He is deemed to be an above-average citizen, a harder-than-most worker and an all-around good guy.
He's also not much for guarding quicker players, he'll be 32 years old when next season begins, he has four guaranteed years remaining on his contract and he'll add roughly $25 million in long-term salary to payroll.
Such is the price for filling a void.
The Jazz, it's believed, have agreed to trade for Golden State guard and longtime Los Angeles Laker Derek Fisher a deal they see as the best route for acquiring some semblance of a sharpshooter, and one that means they're no longer shopping for a big name in the NBA's summer free-agency market.
In exchange, Utah barring an unforeseen snag will send guards Keith McLeod, Devin Brown and Andre Owens to Golden State.
Fisher confirmed the trade, telling the Contra Costa (Calif.) Times the deal was "pretty much done."
The father of newborn twins sounded less than thrilled, however.
According to the Times, "Fisher said he wants to stay a Warrior, and that he and his family were just starting to feel at home in the (San Francisco) Bay Area. But he noted he is prepared to go to Utah if the deal goes through."
"I will try to do my job and do the best I can," he told the California newspaper, "whether I'm still with the Warriors or somewhere else."
Fisher, a University of Arkansas-Little Rock product, played his first eight NBA seasons in L.A. and the past two for Golden State.
At 6-foot-1 and 205 pounds, he's described as a shooting guard in a point guard's body with a point's mentality.

_THE DATA_:
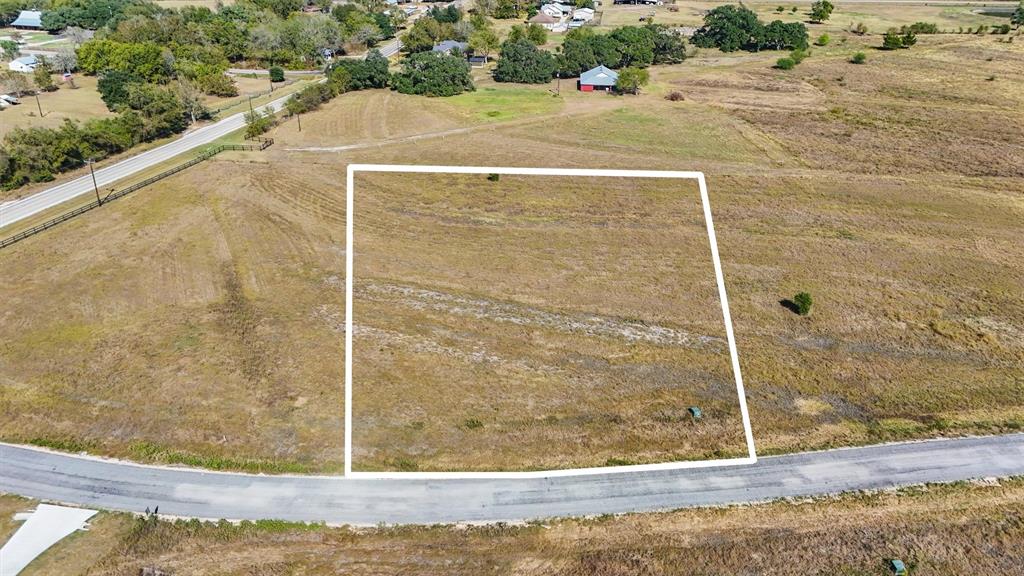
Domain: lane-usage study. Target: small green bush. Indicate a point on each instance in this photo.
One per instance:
(803, 302)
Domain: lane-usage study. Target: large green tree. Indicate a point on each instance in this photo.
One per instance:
(522, 62)
(630, 79)
(729, 29)
(433, 74)
(636, 45)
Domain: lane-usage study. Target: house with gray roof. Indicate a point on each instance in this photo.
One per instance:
(29, 19)
(599, 78)
(24, 64)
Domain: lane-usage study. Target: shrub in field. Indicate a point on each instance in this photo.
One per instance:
(785, 64)
(821, 10)
(920, 28)
(630, 80)
(257, 123)
(893, 40)
(433, 74)
(803, 301)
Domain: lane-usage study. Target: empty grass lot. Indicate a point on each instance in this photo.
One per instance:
(65, 104)
(198, 321)
(937, 531)
(538, 322)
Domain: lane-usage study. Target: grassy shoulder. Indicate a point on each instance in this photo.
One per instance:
(937, 530)
(202, 294)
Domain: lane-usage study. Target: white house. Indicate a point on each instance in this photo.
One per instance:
(583, 14)
(24, 64)
(547, 21)
(29, 19)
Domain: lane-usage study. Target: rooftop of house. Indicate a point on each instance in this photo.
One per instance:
(542, 17)
(29, 18)
(599, 76)
(449, 45)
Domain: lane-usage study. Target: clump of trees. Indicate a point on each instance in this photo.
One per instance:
(522, 62)
(895, 40)
(433, 74)
(436, 26)
(732, 28)
(629, 46)
(146, 112)
(630, 79)
(626, 46)
(821, 10)
(343, 77)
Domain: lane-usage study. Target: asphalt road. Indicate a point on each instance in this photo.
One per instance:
(122, 486)
(19, 209)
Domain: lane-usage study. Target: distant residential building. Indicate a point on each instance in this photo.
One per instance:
(599, 78)
(449, 45)
(548, 22)
(29, 19)
(24, 64)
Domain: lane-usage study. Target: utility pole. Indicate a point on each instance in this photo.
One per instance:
(95, 188)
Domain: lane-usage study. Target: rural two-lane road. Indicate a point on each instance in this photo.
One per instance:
(20, 209)
(122, 486)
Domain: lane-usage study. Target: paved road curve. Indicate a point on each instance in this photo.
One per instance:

_PROBLEMS TO WORK ON_:
1. In the article about the Derek Fisher trade, how many NBA seasons did Fisher play in Los Angeles?
2. Which guards would Utah send to Golden State, according to the article about the Derek Fisher trade? List every one.
3. Carry the article about the Derek Fisher trade on past its final sentence.

_RESULTS FOR THE EXERCISE_:
1. Eight

2. Keith McLeod, Devin Brown, Andre Owens

3.
In Utah, that means Fisher said to be hungry for minutes can back up starter Deron Williams at the point and/or play off-guard, though it's an awfully small, defense-challenged backcourt if he and Williams play together.
Neither the Jazz nor the Warriors commented, as the trade cannot be made official until next Wednesday at the earliest.
That's because Owens is a restricted free agent, and the Jazz need his contract to make the swap conform to NBA salary-matching rules. League free-agency rules also prevent Owens who probably wouldn't have been re-signed, but now will make at least $664,209 from completing paperwork before Wednesday.
Fisher's salary next season is $5.88 million, but he has $26.46 million guaranteed on his contract including $7.35 million for the 2009-2010 season, when he'll be 35.
Utah picked up the $1.4 million option for next season on McLeod's contract last Friday, but when the Jazz did that they also said they might still pursue veteran help at the point.
McLeod spent two seasons in Utah, playing 129 games (59 starts) in the backcourt.
Brown, who'll make about $2.7 million next season, played just one season with the Jazz after signing last summer as a free agent from then NBA-champion San Antonio. He averaged 7.5 points per game mostly off the bench, but never seemed to figure out how to play for coach Jerry Sloan.
Owens, signed last year as an undrafted free agent from the University of Houston, played sparingly in Utah. He appeared in 23 games and missed the season's final 36 with a stress-fractured tibia that required rod-insertion surgery.
It's not known which, if any, of the Jazz players Golden State will keep.
The Warriors made the deal primarily to free playing time behind star Baron Davis for young guard Monta Ellis and to add wiggle room beneath the NBA's payroll luxury-tax threshold for next season and beyond.